#### [READING PASSAGE]
━━━━
The cause of the current HGV driver shortage is complex and may be linked to multiple factors. Below, we explore several possible reasons for the issue.
1. Drivers leaving the industry
According to data from the UK government, the primary reason for driver vacancies was retirement. Drivers also left for different industries or for better pay, benefits and working conditions.
2. Remuneration and the cost-of-living crisis
Rapid inflation is a global problem in 2024, exacerbated by geopolitical factors like Russia’s invasion of Ukraine. The inability of many industries to increase wages and salaries to meet inflation has led to a cost-of-living crisis in many countries, including the United Kingdom. The HGV industry is no exception. The average salary for a £15.96/hour – almost 40% above the national minimum wage – but the job is demanding, with long hours and stressful situations such as traffic, roadworks, detours and driving hazards. Low wages can hinder recruitment and affect employee retention.
3. Desirability of the role
Difficulty in attracting new drivers, particularly younger ones, is another key cause of the lorry driver shortage. Long hours spent on the road, with drivers often far from home, even when off duty and physical demands can make the lifestyle of an HGV driver less desirable to some. Additionally, the role is not typically very highly regarded – the UK government classifies it as an ‘unskilled job’ – making it less aspirational as a career choice.
━━━━
#### [Data items]
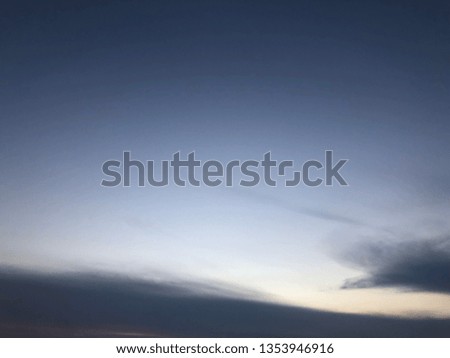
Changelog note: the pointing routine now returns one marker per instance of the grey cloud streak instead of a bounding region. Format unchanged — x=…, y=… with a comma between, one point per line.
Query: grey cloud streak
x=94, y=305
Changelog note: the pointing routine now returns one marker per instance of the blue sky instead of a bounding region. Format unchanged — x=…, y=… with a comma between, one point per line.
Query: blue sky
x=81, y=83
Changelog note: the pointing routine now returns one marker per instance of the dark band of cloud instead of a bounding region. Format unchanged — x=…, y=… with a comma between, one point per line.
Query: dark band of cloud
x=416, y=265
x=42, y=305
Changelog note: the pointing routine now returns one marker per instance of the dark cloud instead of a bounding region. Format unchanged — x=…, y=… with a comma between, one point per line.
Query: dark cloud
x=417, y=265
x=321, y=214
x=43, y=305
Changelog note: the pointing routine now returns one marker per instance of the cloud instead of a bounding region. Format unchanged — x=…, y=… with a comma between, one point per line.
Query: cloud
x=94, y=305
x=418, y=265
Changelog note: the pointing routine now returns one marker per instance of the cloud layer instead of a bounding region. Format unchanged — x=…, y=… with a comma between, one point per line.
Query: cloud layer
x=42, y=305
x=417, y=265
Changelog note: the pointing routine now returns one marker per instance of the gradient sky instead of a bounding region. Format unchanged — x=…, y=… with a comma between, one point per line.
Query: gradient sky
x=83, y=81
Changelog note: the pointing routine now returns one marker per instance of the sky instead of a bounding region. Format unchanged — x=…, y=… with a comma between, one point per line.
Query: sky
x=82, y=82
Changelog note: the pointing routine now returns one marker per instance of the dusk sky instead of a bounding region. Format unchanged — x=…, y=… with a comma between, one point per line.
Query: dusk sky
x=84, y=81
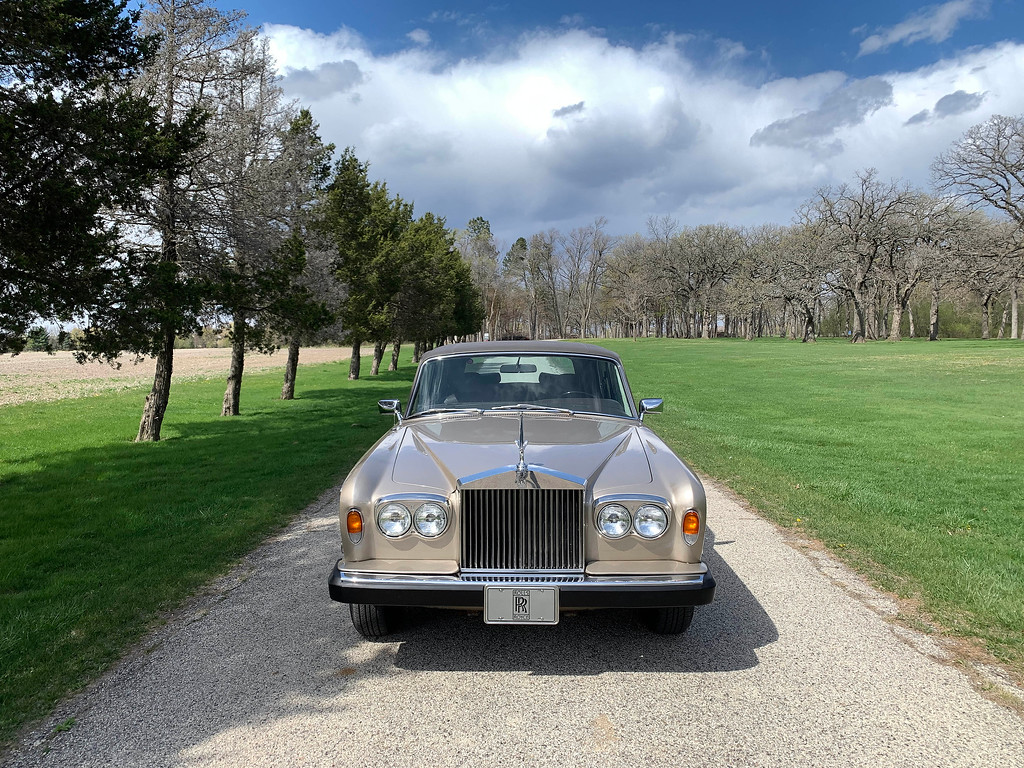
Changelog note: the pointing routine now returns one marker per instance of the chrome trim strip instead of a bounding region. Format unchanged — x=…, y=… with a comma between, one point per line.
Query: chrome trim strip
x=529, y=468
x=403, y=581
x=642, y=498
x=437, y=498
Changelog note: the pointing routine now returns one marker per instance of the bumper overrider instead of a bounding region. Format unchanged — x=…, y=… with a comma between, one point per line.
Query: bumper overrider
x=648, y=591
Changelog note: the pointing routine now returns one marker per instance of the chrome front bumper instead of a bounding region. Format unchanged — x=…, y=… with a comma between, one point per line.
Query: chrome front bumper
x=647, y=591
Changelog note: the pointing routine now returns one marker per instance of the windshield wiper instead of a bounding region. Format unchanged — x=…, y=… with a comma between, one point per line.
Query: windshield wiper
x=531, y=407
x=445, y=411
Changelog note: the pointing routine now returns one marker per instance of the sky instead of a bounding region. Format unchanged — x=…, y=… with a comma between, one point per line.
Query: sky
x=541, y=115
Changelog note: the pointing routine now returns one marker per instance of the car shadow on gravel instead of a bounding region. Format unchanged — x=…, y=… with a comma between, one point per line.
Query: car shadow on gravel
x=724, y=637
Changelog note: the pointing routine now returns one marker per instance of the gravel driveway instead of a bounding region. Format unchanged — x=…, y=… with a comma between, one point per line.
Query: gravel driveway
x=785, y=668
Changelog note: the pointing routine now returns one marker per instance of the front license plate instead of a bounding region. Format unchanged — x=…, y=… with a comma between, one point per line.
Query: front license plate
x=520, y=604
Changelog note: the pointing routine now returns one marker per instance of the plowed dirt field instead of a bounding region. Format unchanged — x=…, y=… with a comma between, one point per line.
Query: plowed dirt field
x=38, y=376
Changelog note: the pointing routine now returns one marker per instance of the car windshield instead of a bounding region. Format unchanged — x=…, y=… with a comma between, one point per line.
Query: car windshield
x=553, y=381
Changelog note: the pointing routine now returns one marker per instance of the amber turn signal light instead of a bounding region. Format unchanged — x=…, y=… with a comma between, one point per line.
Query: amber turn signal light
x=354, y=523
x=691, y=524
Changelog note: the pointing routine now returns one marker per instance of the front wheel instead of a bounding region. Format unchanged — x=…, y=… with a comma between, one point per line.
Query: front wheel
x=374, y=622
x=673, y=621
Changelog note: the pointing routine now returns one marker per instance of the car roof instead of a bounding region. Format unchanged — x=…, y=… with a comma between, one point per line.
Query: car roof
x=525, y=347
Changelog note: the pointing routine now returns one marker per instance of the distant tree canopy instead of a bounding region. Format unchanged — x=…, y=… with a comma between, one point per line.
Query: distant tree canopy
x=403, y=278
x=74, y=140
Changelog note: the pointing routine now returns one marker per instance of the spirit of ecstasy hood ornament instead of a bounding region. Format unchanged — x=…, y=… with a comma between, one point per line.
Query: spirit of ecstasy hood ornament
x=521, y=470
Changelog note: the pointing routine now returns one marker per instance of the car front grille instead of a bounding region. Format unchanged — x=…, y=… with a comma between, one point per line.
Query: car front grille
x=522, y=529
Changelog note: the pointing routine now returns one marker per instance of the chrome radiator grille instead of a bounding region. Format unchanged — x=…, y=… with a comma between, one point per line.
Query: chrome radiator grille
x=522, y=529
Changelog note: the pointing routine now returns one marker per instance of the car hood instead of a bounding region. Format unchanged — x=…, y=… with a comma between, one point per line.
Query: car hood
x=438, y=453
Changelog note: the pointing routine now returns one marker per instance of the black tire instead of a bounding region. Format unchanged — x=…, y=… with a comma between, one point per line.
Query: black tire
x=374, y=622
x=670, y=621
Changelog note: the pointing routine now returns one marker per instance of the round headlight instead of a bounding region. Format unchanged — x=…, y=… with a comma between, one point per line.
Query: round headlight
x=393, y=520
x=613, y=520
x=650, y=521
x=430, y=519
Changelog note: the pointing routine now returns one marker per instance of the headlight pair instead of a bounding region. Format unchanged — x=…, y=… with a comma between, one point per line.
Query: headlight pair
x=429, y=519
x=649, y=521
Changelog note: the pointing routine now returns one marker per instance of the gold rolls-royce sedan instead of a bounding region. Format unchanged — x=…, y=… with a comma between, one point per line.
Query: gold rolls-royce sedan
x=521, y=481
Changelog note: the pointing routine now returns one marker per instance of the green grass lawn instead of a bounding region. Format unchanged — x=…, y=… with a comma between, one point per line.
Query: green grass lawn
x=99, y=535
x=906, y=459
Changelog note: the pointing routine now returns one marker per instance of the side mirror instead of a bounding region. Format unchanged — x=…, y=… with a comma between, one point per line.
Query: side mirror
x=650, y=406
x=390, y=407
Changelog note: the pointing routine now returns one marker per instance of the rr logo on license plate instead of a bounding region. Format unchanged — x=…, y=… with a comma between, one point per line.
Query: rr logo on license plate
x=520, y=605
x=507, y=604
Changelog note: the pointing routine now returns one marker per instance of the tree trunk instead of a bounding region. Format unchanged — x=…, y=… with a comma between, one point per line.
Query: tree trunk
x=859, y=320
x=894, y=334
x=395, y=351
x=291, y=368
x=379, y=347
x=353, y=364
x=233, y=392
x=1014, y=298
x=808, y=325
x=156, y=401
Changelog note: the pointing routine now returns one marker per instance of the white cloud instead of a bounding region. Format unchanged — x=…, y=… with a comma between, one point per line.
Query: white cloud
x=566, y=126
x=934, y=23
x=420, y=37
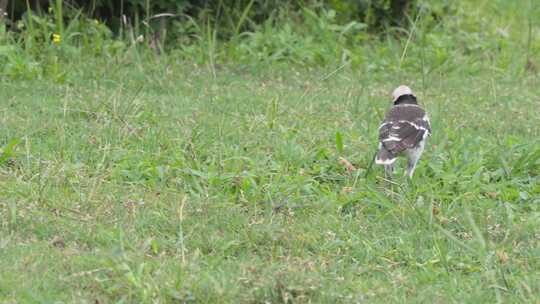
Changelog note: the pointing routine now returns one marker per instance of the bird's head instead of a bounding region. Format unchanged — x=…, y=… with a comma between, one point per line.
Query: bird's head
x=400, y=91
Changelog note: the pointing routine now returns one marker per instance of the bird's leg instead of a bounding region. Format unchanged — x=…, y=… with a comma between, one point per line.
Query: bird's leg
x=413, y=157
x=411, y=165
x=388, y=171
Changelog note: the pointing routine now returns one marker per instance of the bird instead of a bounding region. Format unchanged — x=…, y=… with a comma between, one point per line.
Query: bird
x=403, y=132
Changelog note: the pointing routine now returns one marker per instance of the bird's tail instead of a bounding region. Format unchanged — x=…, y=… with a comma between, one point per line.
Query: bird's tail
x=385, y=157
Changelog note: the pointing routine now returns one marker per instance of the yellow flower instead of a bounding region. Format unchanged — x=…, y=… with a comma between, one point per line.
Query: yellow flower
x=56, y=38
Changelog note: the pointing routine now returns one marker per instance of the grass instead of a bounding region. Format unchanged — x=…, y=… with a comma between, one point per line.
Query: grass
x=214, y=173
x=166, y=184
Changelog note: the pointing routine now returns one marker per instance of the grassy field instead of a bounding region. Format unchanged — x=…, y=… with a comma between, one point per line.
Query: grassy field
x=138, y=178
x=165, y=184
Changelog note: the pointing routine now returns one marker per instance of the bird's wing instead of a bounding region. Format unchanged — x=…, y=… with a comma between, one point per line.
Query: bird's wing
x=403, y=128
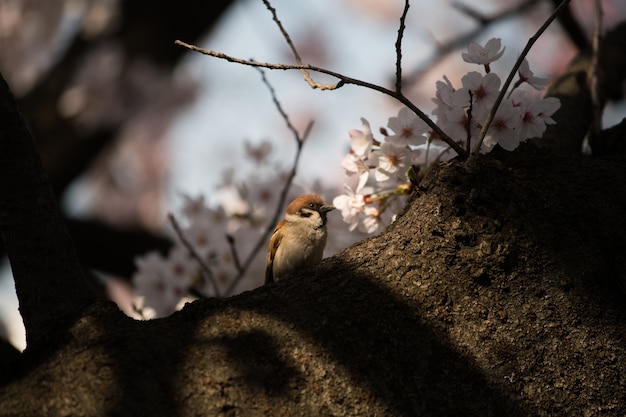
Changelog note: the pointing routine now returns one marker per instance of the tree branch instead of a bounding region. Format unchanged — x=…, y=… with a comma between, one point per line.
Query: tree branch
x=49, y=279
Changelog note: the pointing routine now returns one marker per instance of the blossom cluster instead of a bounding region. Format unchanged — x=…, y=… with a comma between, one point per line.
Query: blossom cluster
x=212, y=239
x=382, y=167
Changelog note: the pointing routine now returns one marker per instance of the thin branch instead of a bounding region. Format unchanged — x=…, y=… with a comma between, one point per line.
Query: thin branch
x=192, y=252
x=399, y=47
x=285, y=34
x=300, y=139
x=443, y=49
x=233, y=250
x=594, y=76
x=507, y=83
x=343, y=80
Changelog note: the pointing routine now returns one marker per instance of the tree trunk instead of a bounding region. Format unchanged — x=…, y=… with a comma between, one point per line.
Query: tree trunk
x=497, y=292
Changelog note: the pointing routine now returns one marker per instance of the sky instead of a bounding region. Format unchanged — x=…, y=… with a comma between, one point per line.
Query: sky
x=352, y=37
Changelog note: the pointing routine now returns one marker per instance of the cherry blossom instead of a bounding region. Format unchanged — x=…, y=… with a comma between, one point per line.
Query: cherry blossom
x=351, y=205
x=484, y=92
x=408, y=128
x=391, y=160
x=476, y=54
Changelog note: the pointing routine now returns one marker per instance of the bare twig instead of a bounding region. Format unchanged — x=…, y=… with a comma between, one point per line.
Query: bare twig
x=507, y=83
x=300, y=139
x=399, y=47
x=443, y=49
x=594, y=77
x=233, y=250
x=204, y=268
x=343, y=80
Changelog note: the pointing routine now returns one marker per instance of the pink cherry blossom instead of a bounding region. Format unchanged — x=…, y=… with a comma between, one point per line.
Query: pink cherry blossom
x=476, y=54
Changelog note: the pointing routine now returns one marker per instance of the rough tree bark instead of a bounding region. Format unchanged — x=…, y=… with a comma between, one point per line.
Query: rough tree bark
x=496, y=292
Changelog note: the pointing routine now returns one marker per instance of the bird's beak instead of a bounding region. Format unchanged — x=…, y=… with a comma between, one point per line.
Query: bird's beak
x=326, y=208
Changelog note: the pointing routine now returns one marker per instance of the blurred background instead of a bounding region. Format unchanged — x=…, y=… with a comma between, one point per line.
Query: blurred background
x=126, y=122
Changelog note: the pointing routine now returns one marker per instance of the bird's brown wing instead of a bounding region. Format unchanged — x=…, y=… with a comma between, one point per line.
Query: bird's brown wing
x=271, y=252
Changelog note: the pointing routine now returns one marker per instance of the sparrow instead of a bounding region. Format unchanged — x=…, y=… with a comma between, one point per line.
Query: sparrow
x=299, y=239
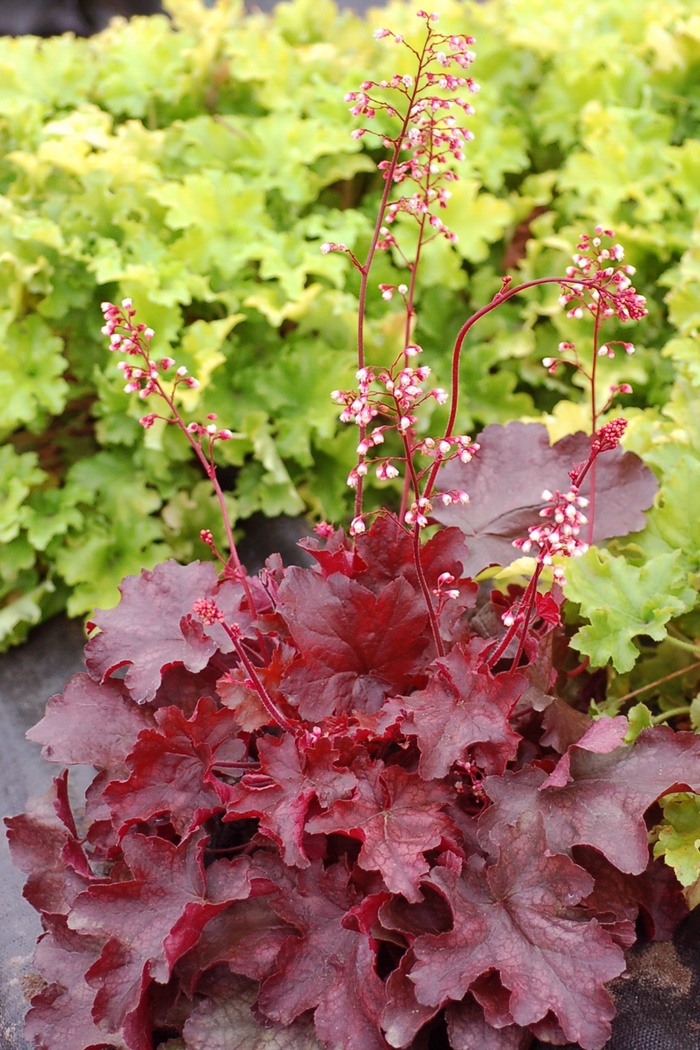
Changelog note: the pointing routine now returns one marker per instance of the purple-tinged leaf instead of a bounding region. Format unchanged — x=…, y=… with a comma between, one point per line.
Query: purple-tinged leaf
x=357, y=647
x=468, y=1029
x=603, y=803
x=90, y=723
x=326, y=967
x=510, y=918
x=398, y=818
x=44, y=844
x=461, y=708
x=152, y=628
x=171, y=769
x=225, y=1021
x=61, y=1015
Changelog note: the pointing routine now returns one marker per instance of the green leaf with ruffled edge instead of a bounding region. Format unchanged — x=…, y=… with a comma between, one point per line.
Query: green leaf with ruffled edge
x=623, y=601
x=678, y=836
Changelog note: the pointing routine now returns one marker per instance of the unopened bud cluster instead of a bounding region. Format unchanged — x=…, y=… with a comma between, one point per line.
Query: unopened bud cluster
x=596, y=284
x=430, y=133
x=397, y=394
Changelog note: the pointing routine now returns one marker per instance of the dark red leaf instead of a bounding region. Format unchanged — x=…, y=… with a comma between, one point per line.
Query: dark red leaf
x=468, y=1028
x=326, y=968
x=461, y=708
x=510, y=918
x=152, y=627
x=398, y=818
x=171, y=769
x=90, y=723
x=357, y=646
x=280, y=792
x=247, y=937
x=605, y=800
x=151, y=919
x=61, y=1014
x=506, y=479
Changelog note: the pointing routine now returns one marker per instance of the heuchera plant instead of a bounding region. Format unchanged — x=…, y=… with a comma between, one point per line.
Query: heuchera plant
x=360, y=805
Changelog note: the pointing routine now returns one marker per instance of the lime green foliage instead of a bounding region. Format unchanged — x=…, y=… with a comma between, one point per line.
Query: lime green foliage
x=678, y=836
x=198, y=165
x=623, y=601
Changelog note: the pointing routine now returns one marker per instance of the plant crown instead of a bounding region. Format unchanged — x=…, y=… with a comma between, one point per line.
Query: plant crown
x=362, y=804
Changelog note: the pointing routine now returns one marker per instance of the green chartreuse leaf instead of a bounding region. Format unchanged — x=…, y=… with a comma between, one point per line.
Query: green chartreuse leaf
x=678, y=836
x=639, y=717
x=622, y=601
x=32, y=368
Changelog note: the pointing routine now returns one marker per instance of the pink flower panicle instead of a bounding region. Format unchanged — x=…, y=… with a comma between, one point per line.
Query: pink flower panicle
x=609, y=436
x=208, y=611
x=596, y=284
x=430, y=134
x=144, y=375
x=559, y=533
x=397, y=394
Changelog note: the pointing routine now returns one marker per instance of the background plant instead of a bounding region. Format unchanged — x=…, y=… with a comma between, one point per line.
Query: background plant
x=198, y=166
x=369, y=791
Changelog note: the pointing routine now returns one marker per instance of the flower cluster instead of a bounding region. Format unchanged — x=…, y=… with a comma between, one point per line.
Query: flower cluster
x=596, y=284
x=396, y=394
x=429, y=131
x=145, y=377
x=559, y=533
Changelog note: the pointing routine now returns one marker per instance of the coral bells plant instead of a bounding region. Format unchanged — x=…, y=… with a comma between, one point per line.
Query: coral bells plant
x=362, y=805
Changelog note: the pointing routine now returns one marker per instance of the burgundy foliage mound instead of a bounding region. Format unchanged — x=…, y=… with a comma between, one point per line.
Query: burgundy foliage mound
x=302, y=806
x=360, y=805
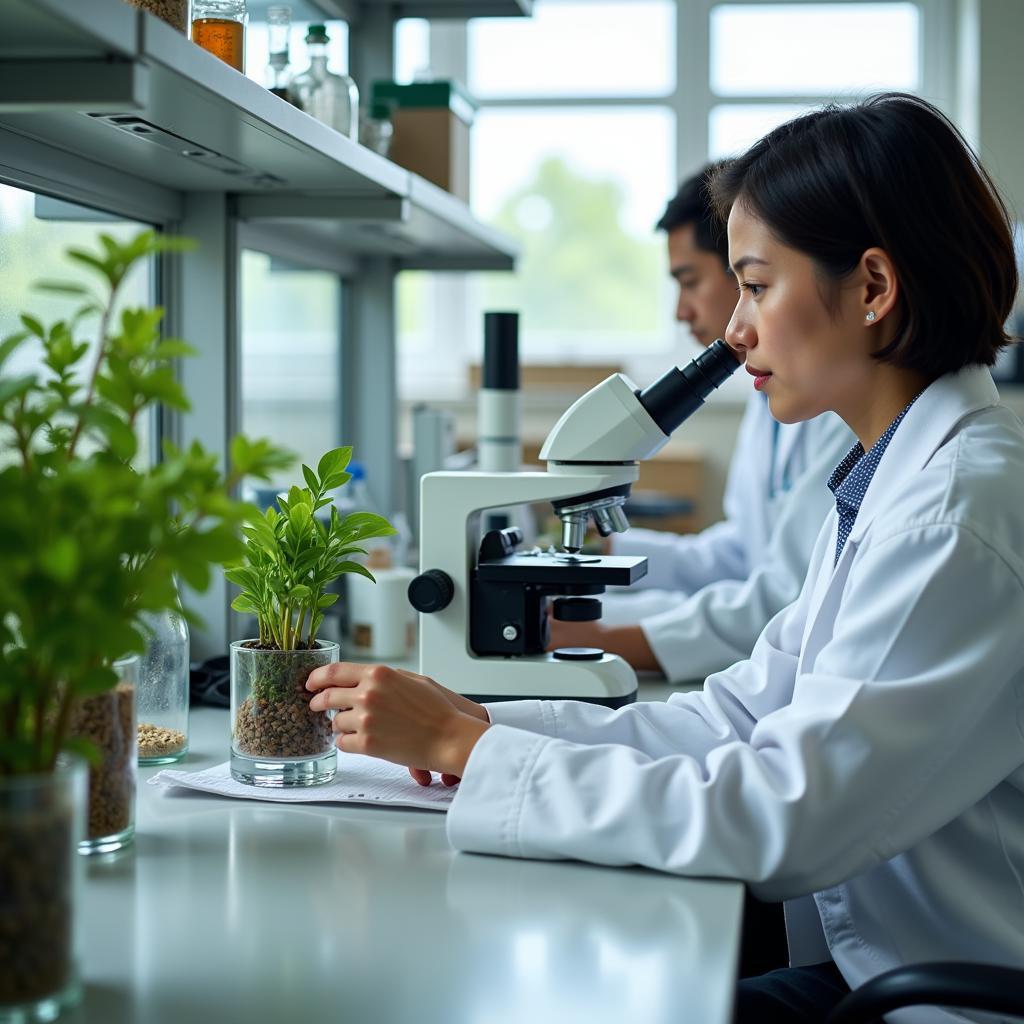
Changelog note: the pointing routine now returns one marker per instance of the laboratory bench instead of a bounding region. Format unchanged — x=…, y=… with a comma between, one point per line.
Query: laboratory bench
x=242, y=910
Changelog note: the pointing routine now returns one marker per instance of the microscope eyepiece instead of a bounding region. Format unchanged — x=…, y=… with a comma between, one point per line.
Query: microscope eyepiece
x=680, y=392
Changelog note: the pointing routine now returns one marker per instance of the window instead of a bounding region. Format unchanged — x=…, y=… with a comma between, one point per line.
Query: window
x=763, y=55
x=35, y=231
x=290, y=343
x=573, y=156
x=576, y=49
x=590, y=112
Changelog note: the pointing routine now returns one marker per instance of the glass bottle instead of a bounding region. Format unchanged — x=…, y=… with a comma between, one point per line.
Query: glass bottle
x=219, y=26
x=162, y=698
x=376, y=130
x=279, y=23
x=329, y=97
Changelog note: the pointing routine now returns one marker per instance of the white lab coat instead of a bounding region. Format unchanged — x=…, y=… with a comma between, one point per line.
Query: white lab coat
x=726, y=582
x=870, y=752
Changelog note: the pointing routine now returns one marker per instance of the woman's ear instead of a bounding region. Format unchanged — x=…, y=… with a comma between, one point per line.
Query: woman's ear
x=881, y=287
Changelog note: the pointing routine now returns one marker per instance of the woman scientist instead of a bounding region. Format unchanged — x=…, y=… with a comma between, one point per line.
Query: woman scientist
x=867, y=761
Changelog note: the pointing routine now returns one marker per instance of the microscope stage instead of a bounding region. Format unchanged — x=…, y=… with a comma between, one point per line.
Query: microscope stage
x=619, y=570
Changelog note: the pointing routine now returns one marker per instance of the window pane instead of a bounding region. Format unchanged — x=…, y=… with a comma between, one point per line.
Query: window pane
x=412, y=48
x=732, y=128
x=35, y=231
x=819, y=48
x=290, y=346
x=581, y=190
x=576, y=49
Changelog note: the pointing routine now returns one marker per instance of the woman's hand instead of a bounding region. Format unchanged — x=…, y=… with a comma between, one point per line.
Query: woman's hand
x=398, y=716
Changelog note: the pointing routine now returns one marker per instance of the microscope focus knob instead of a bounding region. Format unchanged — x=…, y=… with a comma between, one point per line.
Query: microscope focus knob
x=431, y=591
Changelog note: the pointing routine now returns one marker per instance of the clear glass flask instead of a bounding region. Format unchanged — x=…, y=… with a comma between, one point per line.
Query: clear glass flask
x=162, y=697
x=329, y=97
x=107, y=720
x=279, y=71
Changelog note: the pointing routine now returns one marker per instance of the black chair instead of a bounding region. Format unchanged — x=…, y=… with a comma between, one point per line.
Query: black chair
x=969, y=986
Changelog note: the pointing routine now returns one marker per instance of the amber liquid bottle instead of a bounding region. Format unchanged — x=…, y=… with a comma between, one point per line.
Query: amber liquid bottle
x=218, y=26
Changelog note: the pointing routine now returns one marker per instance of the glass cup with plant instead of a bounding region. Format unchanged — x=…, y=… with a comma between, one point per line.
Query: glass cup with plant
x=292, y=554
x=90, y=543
━━━━
#### [THINGS TO DO]
1: In the passage on the HGV driver shortage, what does UK government data give as the main reason for driver vacancies?
2: Extend the passage on the causes of the HGV driver shortage, starting after its last sentence.
The data items have nothing to do with this.

#### [RESULTS]
1: Retirement.

2:
4. Additional factors: Covid-19 and Brexit
Although the impact of these events was most acute from 2020-2022, the ripple effects on the industry may still be felt. During the Covid-19 crisis, the demand for consumer goods, particularly those that could be delivered directly to a customer’s home, skyrocketed, requiring a greater number of drivers on the roads. At the same time, there was a significant backlog in driving tests and any licence-related administration, as the DVLA operated on minimum staff. The National Office of Statistics found that the number of driving tests in 2020 was the lowest in over a decade. Additionally, many older drivers opted for early retirement at this time due to health concerns related to the virus. When Britain officially left the EU at the beginning of 2020, drivers from EU countries automatically lost the right to come to the UK to live and work. It is estimated that around 20,000 lorry drivers who are EU nationals have left the UK since Brexit.
What can be done?
The future of employing lorry drivers does not need to be as bleak as the picture painted by the current recruitment and retention crisis – there are plenty of potential solutions that could be implemented. Below are a few ideas that industry experts have proposed.
- Increasing pay and benefits packages. Higher earning potential and better benefits are often one of the fastest ways to attract new talent to any sector. However, the industry may need to consider the potential impacts of increasing wages on businesses and consumers.
- Investing in training. Skills bootcamps are a government initiative to attract more lorry drivers to the profession by offering several months of specialised training and required licencing tests free of charge. Additionally, private companies could prioritise upskilling to help current employees advance their careers, which may also make the profession more appealing to new talent.
- Reforming the rail network. The new Labour government has proposed plans to renationalise the UK’s railways. Increased investment in restoring and expanding the rail network could reduce the number of lorry journeys needed by shifting more freight to rail. This could also help the country meet its environmental targets.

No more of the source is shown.